▶ REQUIREMENT
Write out, word for word, the passage from the case comment on sentencing McKnight that begins at the words "Establishing the Foundational" and stops after the words "the sentencing process.".

▶ TEXT PROVIDED
--
Like A House of Cards: Sentencing McKnight

By: Lisa Silver

PDF Version: Like A House of Cards: Sentencing McKnight

Case Commented On: R v McKnight, 2020 ABQB 443 (CanLII)

Law abhors a vacuum; to be meaningful, legal rules and principles must be tethered to reality. This means the law is animated by the factual circumstances of each particular case. Law garners gravitas or weight in the application of the law to the facts. In short, the law needs context. This basic proposition is particularly important in sentencing an offender after conviction by a jury. Once the jury trial ends, the trial judge is no longer the “judge of the law” (R v Pan; R v Sawyer, 2001 SCC 42 (CanLII) at para 43) but transforms into the sentencing judge, who must work with both fact and law. The recent Alberta Queen’s Bench sentencing decision by Justice Sulyma in R v McKnight, 2020 ABQB 443 (CanLII), highlights the difficulties inherent in this judicial transition and the need for clarification in this area. Not unlike the metaphorical “house of cards”, the decision also demonstrates the importance of the foundational facts to the integrity of the entire sentencing process.

The McKnight Conviction

Mr. McKnight was charged with multiple counts of sexual assault on numerous women he met at various night clubs. The jury convicted McKnight of five of these counts involving sexual intercourse with five women (at para 17). 

Establishing the Foundational Facts on Sentence

 The foundational facts on sentence must be relevant to the purpose and objectives of sentencing, creating a synergy between the law and fact (R v Ferguson, 2008 SCC 6 (CanLII) at para 15. There are many sentencing principles found in both statutory (see ss 380.1, 716 to 761 of the Criminal Code, RSC 1985, c C-46) and common law. The law shapes the factual foundation requirements on sentence, making the sentencing process unique. This relationship between fact and law must be a balanced one; neither the law nor the facts should take over the sentencing process.
--
▶ EXTRACTED ENTRIES
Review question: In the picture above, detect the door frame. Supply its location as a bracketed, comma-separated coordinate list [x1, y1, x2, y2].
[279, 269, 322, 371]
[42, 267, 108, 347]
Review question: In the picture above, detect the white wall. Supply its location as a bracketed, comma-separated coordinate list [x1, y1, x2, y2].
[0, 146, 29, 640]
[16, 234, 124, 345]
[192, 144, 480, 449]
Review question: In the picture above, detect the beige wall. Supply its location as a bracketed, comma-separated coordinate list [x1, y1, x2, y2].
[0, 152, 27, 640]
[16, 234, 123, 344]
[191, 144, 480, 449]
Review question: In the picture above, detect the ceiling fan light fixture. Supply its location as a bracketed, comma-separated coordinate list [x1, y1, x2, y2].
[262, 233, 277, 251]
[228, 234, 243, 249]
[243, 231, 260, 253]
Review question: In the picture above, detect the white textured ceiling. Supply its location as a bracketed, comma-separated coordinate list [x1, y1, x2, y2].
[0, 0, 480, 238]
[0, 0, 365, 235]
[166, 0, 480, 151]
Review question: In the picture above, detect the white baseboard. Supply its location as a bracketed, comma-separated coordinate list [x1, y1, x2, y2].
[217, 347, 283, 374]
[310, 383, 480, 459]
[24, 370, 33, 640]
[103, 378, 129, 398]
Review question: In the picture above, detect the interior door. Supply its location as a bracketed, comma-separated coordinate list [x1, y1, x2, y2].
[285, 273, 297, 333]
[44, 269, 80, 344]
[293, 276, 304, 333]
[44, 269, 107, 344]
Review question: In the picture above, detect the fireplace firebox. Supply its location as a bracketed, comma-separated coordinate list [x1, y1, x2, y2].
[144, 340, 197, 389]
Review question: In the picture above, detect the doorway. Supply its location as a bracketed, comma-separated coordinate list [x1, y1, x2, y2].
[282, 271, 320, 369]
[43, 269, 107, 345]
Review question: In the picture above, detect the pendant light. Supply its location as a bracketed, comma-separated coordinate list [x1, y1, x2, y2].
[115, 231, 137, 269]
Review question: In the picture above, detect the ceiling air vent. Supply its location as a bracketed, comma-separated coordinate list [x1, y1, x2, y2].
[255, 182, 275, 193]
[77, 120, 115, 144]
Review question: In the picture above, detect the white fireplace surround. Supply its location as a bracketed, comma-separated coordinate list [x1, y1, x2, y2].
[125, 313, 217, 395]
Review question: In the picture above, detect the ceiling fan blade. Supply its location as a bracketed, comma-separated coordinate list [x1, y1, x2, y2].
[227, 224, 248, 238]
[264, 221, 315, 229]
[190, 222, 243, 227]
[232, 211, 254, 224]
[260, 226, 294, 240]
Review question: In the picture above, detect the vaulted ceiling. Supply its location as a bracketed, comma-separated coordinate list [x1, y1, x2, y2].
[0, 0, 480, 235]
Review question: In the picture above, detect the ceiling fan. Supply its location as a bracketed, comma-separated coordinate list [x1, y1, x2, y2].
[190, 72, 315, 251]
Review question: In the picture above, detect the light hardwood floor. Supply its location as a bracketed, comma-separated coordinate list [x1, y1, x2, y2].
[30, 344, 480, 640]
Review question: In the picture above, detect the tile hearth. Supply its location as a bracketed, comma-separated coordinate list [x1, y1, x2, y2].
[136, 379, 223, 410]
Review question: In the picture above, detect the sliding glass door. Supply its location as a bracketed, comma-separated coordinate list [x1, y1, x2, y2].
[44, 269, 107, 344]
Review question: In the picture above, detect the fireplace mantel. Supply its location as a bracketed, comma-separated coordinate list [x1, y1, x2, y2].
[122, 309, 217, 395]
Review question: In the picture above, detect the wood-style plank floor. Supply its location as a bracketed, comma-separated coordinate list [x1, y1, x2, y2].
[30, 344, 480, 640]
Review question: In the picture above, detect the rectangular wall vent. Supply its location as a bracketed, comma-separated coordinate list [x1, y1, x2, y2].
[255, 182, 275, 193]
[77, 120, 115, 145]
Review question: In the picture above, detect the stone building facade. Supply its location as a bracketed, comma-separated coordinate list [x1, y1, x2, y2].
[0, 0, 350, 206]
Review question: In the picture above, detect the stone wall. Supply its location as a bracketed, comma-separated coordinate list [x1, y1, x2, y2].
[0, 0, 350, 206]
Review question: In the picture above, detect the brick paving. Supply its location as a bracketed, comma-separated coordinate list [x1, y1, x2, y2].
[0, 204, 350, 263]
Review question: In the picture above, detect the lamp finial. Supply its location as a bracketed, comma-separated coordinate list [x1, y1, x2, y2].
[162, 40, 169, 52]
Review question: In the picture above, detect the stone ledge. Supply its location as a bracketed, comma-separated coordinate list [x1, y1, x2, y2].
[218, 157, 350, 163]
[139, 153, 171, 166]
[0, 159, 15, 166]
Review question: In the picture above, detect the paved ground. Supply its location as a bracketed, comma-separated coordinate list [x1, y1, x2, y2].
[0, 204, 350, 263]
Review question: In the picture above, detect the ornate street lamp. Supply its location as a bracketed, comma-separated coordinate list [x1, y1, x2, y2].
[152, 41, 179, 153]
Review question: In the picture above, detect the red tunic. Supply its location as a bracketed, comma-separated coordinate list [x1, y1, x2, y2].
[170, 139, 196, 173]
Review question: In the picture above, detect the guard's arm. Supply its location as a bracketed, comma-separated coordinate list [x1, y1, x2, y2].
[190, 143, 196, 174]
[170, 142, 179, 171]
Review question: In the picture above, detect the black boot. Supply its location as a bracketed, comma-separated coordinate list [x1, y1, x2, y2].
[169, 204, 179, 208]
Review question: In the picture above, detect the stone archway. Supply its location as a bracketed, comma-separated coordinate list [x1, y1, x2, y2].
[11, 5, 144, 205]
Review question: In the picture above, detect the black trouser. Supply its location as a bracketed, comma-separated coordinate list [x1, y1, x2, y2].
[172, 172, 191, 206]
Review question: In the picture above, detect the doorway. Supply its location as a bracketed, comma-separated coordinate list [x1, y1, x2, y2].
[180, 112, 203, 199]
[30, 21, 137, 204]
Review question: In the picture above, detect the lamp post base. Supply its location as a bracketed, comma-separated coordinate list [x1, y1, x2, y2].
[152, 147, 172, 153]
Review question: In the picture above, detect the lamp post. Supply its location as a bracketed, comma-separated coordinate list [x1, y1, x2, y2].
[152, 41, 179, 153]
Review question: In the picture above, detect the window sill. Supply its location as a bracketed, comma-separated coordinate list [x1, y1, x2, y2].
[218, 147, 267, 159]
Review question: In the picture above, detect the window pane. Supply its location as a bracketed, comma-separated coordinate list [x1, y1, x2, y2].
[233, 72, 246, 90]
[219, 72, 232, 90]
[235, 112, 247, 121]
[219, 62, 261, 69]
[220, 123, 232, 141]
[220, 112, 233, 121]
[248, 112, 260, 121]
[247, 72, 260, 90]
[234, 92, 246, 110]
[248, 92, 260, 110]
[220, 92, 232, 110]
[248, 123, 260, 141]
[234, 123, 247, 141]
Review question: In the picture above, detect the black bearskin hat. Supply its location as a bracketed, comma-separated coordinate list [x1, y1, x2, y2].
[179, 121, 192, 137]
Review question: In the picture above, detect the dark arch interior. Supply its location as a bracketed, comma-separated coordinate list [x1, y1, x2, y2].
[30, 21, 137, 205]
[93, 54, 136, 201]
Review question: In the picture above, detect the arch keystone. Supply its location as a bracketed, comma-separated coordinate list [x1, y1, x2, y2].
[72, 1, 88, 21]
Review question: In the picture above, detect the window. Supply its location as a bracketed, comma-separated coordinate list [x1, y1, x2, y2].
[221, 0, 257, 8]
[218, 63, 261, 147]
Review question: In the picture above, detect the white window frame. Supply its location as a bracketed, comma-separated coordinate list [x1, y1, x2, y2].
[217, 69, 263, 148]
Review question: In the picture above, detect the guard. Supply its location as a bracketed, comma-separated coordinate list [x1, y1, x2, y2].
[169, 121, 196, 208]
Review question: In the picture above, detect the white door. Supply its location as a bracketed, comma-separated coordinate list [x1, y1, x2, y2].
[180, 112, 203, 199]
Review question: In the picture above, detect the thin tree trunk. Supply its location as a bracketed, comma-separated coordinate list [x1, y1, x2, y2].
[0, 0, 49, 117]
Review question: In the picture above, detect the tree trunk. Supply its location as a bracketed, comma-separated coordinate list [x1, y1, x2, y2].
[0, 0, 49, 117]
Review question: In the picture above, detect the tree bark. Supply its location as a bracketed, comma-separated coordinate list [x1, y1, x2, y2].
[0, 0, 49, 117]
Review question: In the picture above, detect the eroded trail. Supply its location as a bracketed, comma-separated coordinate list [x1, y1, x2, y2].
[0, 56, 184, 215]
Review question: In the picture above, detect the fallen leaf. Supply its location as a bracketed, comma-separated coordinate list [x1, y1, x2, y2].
--
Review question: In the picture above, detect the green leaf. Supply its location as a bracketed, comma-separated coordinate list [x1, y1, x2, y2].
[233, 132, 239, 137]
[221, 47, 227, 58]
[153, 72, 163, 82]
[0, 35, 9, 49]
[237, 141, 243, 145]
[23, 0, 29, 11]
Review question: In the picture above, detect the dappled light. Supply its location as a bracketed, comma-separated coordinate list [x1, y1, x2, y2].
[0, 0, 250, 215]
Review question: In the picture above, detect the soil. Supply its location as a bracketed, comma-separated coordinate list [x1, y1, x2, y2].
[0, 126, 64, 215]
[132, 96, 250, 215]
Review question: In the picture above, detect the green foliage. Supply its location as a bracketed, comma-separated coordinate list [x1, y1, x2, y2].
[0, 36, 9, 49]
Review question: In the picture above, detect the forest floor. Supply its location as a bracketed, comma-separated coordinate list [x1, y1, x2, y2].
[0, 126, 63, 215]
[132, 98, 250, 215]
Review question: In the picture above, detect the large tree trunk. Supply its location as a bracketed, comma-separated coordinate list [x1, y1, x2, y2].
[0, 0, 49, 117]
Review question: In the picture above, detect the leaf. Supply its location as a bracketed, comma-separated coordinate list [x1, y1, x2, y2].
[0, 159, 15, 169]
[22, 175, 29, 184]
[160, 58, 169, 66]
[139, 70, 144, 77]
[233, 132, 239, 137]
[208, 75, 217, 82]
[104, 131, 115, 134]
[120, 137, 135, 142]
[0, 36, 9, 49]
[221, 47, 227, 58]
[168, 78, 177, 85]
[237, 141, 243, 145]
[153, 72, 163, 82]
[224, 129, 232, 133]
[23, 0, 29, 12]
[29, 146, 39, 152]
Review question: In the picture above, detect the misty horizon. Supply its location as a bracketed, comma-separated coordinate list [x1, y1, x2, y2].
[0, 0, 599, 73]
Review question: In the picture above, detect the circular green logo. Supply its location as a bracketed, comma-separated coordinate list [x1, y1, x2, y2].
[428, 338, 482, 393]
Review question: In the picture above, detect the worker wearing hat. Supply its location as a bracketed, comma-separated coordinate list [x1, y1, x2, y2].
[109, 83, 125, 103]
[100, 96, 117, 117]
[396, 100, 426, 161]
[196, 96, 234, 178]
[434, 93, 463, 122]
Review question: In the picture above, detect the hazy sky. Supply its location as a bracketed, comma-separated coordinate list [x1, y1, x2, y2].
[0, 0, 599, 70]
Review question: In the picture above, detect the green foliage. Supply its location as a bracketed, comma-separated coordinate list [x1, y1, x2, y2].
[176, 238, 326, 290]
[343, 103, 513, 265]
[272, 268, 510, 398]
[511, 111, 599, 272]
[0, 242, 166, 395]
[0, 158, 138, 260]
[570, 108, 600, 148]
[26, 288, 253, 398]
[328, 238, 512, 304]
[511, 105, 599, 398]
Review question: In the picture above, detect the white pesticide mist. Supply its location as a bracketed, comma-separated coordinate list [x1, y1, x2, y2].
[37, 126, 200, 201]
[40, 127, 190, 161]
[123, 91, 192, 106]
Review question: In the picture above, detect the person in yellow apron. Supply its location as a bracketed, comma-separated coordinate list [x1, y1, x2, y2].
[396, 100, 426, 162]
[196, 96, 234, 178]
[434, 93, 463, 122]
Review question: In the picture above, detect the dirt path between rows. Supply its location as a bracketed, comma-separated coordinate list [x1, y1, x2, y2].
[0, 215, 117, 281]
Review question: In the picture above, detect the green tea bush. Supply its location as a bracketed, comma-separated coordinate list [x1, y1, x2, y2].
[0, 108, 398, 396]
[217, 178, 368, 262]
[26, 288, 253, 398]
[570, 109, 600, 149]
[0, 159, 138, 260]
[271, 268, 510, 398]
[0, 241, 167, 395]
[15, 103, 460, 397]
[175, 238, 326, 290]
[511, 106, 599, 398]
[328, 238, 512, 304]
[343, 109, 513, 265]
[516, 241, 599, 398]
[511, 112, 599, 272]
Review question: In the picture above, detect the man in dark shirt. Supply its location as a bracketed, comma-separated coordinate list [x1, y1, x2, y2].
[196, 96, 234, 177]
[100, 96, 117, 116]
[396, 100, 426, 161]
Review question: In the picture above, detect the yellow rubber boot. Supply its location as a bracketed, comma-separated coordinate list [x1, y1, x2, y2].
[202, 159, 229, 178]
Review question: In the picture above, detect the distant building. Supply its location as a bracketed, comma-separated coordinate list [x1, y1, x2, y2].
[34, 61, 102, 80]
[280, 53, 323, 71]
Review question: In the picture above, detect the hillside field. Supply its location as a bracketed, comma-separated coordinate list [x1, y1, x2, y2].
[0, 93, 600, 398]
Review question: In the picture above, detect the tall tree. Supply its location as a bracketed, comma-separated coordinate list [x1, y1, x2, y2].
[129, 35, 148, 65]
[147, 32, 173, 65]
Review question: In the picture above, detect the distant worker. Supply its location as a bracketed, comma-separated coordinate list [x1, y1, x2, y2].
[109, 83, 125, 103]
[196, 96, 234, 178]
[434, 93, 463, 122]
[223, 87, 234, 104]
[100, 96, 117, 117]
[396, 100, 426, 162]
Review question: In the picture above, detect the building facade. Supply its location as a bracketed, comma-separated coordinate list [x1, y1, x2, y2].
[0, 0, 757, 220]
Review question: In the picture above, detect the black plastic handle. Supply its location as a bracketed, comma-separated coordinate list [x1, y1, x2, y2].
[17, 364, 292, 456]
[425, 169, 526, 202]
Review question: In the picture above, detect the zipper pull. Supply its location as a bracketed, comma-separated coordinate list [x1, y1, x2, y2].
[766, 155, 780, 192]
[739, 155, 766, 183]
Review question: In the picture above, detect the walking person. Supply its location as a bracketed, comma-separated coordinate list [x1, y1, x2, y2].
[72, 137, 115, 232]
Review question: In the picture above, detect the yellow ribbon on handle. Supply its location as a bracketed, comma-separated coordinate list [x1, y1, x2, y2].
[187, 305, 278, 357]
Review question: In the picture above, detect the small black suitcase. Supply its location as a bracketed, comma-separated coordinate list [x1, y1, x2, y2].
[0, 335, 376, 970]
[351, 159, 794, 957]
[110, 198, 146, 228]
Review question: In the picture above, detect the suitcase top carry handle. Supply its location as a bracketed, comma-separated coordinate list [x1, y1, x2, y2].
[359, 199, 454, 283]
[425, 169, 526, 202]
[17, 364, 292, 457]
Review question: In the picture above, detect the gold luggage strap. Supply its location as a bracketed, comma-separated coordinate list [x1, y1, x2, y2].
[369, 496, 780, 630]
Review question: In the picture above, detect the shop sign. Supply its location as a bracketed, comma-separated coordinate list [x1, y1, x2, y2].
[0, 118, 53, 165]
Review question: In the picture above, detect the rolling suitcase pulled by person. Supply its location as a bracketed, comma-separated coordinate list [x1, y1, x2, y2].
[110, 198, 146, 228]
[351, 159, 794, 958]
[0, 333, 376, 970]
--
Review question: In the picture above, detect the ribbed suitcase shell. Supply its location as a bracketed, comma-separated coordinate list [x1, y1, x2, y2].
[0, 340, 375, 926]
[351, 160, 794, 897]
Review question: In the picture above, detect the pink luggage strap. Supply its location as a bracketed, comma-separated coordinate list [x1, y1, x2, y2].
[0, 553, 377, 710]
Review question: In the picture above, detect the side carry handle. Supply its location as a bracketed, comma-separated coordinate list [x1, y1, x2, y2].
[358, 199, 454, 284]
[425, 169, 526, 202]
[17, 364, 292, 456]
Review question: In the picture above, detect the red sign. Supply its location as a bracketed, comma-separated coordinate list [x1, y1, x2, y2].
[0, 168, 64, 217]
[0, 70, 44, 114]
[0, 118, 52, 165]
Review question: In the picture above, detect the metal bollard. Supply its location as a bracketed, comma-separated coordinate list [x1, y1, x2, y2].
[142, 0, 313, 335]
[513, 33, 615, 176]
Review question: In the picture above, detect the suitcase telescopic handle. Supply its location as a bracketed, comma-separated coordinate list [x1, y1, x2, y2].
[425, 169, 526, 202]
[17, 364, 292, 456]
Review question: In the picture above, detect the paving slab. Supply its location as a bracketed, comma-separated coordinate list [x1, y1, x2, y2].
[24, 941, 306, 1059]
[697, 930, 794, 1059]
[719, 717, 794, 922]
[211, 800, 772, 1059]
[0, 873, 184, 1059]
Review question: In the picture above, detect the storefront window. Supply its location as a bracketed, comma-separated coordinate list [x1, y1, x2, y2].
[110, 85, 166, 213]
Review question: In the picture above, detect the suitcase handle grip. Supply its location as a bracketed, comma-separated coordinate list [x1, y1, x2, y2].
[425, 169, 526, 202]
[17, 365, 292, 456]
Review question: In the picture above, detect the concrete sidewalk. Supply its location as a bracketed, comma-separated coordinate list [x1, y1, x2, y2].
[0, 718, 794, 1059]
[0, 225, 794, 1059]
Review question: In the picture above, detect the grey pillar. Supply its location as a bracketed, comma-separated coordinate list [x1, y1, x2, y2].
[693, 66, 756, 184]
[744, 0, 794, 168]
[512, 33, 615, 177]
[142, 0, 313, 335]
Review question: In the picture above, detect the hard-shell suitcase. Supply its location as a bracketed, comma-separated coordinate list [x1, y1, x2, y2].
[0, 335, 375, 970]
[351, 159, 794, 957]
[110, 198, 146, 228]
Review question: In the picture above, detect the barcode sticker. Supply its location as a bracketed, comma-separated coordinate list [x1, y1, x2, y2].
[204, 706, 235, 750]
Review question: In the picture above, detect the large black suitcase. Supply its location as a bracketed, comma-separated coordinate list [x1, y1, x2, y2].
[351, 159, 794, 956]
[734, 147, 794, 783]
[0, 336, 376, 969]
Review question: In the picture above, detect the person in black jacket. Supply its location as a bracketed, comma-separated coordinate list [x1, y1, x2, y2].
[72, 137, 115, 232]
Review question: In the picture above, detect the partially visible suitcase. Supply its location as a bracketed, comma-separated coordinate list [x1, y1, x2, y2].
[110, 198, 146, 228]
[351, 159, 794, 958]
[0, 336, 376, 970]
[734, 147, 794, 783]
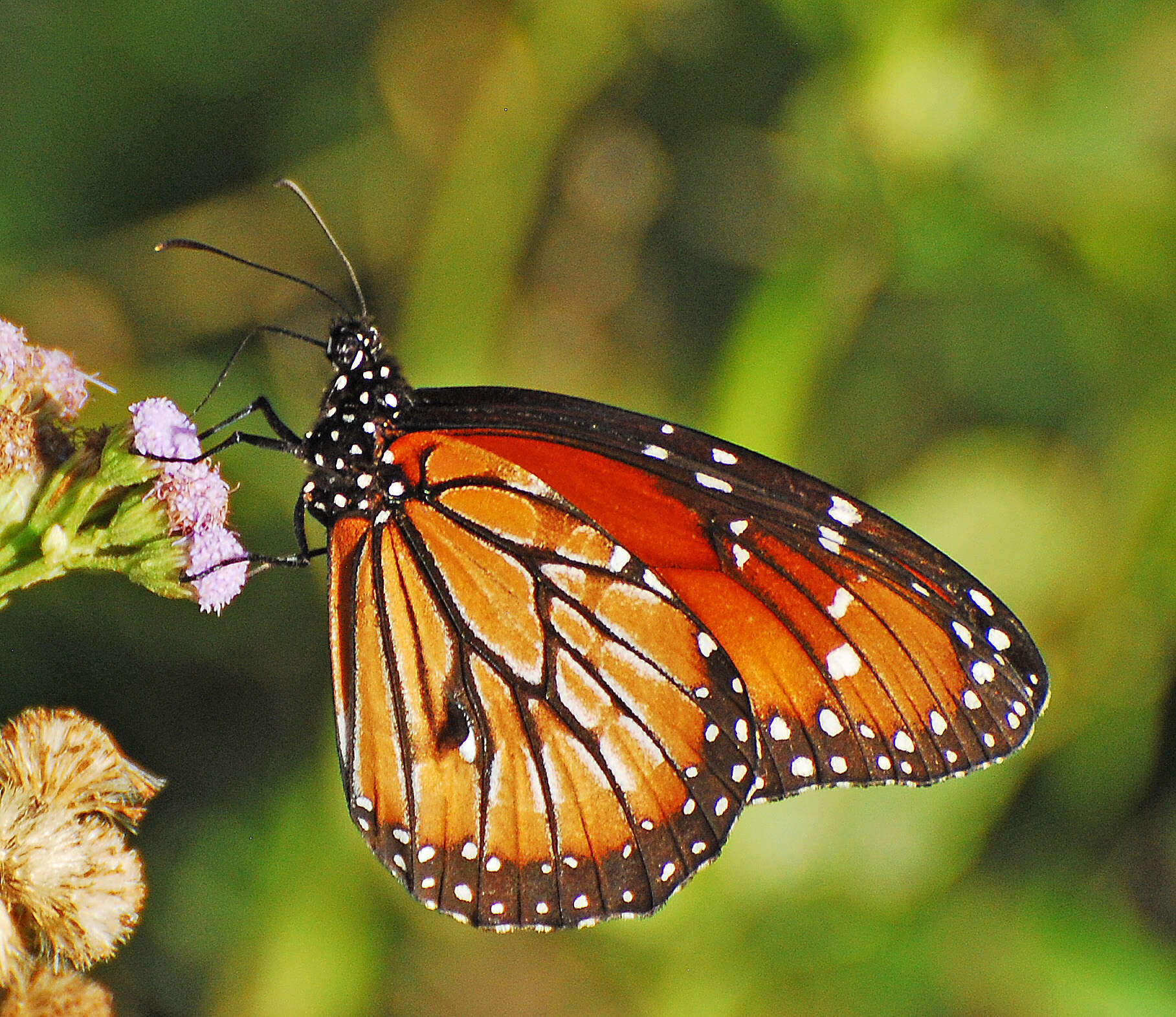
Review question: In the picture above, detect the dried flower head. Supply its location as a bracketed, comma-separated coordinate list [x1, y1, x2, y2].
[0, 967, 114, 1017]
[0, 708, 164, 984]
--
▶ RESULT
Establishing the Foundational Facts on Sentence

 The foundational facts on sentence must be relevant to the purpose and objectives of sentencing, creating a synergy between the law and fact (R v Ferguson, 2008 SCC 6 (CanLII) at para 15. There are many sentencing principles found in both statutory (see ss 380.1, 716 to 761 of the Criminal Code, RSC 1985, c C-46) and common law. The law shapes the factual foundation requirements on sentence, making the sentencing process unique. This relationship between fact and law must be a balanced one; neither the law nor the facts should take over the sentencing process.